What the task asks =>
Set out the lines of the records as a numbered list, from the first line of the records through the line containing "negative clicks: (334, 175) (390, 380)", leaving out any blank lines.

'''

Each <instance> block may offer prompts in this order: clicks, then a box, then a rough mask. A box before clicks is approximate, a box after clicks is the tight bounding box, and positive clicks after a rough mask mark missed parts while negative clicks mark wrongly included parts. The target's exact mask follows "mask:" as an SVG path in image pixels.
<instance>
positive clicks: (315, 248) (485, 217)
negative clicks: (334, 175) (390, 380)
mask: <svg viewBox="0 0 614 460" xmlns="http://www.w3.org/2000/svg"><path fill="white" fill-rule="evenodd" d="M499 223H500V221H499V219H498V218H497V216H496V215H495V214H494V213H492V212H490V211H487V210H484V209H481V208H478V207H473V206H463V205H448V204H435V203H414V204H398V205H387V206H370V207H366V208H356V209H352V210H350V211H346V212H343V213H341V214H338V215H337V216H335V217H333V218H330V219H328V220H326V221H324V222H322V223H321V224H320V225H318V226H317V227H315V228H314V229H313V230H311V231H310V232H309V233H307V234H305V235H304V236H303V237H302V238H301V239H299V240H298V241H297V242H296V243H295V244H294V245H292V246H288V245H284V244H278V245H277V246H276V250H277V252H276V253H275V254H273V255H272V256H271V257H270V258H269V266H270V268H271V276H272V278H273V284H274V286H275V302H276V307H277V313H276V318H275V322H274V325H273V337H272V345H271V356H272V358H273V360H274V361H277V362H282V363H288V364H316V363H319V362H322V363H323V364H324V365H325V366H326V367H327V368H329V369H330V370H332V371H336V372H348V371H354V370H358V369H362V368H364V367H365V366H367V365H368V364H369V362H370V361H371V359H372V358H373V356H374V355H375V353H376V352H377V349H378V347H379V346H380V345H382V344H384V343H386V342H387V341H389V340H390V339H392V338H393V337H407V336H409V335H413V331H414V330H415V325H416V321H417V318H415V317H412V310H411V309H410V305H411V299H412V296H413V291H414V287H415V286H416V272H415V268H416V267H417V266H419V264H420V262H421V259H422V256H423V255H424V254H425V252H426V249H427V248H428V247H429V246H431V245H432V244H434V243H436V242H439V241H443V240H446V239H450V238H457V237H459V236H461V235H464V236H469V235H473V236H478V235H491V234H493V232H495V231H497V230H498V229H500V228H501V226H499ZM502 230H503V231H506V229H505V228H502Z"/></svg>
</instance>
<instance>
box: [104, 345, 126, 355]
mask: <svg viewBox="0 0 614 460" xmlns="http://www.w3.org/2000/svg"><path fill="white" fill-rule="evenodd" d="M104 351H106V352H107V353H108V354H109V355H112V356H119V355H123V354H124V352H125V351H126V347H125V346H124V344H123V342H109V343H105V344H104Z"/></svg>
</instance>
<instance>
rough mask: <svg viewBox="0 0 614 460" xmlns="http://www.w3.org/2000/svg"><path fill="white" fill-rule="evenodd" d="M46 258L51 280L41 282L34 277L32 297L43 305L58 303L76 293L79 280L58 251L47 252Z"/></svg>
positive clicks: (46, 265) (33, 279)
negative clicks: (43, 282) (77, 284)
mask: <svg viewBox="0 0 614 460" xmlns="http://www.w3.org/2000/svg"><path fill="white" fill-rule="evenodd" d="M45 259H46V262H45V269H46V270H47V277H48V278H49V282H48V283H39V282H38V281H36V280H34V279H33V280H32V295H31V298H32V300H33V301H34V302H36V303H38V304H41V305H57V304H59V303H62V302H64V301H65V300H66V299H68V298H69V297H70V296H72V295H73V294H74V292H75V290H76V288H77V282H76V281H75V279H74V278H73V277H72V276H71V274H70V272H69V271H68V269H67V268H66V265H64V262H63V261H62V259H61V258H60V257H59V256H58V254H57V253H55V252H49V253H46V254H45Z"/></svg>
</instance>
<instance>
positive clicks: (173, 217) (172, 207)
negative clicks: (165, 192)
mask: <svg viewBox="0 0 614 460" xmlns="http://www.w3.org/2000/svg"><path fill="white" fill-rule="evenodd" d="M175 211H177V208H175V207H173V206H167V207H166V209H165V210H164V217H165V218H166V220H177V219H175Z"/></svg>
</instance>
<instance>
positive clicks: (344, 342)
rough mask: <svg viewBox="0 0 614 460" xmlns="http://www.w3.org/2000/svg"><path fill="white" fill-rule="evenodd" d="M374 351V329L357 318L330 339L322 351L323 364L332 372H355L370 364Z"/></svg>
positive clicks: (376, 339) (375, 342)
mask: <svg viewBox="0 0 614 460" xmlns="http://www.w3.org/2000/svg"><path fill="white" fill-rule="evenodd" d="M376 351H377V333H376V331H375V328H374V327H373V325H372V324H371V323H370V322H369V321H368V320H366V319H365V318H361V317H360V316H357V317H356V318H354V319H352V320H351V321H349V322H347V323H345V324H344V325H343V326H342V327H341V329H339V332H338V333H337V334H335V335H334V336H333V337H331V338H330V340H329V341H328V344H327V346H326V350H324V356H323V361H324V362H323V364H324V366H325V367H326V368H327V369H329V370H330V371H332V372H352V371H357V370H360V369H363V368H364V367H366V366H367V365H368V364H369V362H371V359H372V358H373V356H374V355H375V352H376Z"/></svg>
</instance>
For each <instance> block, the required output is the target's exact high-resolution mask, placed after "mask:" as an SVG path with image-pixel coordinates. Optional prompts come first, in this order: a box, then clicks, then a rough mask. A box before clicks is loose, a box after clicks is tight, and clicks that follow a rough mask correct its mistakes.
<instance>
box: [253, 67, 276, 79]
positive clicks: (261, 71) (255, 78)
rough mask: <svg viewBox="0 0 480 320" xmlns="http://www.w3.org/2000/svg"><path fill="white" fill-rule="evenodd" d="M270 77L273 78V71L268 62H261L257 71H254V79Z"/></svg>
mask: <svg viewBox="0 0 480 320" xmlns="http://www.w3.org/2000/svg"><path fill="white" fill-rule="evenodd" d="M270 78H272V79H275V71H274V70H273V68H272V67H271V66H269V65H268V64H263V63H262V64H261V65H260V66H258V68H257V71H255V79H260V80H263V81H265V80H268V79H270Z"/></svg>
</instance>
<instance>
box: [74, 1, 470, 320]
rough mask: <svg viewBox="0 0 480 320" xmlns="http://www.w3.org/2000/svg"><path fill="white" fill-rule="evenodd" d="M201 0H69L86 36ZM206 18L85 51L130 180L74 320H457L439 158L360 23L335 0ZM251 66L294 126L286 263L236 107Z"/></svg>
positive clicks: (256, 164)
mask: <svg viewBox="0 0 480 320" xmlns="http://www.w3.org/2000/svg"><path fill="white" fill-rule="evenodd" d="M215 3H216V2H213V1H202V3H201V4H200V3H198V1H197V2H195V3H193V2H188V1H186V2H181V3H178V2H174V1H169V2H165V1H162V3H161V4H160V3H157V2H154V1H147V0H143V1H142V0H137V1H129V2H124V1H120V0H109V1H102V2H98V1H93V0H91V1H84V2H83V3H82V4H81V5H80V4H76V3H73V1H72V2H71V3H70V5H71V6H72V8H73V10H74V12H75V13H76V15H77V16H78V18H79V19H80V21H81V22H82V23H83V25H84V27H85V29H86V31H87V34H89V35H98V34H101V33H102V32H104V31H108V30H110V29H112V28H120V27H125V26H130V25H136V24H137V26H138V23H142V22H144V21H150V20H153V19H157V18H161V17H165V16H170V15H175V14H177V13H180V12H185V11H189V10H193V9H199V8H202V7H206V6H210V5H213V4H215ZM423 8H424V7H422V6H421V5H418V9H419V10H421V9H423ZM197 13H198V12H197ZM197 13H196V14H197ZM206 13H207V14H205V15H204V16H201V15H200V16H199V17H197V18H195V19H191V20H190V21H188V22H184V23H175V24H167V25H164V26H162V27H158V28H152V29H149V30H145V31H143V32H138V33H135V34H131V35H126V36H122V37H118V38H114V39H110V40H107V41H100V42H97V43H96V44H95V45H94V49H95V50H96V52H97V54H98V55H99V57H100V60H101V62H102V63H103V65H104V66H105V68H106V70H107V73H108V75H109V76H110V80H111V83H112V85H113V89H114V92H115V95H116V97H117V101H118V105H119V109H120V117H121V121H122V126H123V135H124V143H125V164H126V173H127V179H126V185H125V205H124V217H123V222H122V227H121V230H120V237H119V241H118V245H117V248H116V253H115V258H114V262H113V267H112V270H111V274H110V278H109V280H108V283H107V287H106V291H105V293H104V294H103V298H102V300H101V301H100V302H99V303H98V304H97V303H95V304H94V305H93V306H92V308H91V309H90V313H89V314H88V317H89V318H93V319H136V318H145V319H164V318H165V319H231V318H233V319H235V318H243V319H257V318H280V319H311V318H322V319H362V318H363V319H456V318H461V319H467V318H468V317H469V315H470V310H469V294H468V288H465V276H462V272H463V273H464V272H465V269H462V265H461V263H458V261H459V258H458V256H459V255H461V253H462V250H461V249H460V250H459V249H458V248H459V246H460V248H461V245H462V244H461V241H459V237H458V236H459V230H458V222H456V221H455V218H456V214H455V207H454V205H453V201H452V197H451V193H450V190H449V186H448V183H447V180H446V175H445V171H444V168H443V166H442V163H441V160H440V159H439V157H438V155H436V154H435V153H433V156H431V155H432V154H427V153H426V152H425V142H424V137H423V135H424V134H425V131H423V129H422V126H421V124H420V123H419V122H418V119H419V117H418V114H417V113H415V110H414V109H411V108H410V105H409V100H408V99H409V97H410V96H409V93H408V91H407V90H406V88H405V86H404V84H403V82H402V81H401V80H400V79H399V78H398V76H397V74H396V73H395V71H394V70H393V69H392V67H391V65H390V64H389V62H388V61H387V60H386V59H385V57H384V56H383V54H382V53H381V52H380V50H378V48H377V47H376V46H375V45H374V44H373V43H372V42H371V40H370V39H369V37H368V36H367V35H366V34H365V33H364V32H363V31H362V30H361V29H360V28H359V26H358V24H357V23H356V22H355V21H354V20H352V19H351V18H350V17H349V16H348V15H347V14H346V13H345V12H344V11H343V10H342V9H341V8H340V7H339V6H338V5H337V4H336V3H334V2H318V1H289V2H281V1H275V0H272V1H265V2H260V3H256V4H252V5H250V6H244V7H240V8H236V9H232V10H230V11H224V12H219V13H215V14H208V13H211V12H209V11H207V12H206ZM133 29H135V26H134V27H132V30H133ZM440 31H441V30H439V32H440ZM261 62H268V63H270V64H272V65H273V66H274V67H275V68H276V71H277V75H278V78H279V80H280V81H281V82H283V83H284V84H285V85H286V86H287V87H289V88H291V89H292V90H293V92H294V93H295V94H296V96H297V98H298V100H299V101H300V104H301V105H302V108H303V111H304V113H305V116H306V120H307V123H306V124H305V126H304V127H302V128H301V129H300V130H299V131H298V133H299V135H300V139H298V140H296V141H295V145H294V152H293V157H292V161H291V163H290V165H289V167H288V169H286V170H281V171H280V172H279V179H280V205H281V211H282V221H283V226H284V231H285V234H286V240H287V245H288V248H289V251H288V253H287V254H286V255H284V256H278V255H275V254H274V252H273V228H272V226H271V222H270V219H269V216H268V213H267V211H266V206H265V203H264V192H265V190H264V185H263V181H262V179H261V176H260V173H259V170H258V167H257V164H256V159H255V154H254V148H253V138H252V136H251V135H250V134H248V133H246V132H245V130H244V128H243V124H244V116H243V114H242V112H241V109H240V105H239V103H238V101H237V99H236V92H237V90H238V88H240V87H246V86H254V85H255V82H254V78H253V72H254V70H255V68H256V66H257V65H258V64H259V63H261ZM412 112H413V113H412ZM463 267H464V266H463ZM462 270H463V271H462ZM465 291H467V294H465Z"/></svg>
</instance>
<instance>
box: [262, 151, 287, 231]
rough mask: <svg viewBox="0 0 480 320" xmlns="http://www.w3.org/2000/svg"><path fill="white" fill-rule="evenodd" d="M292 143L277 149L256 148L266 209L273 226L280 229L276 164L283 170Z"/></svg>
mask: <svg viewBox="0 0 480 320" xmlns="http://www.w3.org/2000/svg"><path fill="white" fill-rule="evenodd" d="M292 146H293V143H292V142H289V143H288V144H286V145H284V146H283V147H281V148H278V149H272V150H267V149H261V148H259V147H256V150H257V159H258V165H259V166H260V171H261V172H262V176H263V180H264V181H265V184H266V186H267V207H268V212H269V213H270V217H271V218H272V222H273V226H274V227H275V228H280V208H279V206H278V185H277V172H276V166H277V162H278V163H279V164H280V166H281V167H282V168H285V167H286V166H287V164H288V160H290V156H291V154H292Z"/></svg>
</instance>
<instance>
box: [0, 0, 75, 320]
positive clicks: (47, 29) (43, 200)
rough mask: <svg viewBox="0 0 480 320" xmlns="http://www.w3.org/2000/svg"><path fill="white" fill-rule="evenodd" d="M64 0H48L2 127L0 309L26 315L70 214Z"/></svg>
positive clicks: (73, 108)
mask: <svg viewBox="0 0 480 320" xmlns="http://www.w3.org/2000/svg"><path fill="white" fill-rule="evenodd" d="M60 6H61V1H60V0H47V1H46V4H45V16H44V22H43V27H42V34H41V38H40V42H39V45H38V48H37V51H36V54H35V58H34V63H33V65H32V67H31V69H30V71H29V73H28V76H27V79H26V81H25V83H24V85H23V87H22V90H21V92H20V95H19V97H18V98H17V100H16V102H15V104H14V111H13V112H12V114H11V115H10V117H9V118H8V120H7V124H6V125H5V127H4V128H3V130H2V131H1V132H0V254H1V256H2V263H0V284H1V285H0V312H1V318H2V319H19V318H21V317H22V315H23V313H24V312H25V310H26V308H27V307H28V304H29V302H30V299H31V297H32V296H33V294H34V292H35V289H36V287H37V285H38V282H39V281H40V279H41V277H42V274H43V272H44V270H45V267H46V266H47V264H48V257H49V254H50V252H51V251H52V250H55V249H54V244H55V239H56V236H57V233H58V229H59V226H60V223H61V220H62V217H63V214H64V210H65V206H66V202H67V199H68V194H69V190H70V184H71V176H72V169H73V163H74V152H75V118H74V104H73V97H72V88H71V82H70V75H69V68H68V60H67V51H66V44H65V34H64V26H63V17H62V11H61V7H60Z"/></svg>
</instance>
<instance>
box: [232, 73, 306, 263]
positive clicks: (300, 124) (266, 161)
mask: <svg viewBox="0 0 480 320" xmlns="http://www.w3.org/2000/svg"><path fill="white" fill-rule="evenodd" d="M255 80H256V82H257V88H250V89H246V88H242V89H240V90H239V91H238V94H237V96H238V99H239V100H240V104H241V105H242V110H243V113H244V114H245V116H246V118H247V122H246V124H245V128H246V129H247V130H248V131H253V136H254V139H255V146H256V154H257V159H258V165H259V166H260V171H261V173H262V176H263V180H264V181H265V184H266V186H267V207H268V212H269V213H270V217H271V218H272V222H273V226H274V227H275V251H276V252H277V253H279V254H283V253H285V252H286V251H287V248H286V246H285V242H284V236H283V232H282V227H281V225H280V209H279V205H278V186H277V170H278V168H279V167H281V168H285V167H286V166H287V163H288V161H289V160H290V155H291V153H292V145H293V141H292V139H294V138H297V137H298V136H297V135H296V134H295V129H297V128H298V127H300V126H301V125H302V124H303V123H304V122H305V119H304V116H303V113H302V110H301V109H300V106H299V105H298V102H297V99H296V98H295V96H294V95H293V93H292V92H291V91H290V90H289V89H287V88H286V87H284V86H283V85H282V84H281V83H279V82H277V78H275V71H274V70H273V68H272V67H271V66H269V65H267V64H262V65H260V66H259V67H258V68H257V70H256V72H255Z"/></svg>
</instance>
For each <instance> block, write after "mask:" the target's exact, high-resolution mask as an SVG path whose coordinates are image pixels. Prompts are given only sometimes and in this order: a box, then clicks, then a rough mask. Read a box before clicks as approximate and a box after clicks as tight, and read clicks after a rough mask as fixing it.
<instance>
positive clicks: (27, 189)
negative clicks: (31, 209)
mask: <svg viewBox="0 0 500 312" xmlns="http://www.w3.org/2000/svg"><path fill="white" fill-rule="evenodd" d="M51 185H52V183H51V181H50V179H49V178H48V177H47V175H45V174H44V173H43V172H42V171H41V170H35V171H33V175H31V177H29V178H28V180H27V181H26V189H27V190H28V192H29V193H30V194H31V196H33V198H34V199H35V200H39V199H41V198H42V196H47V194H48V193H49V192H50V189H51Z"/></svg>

'''

Response =>
1. Each <instance> block may offer prompts in this order: clicks, then a box, then a rough mask. A box before clicks is approximate, a box after clicks is the tight bounding box, and positive clicks after a rough mask mark missed parts while negative clicks mark wrongly included parts. The target's exact mask follows "mask:" as an SVG path in image pixels.
2. <instance>
3. positive clicks: (315, 248) (485, 217)
4. negative clicks: (334, 175) (390, 380)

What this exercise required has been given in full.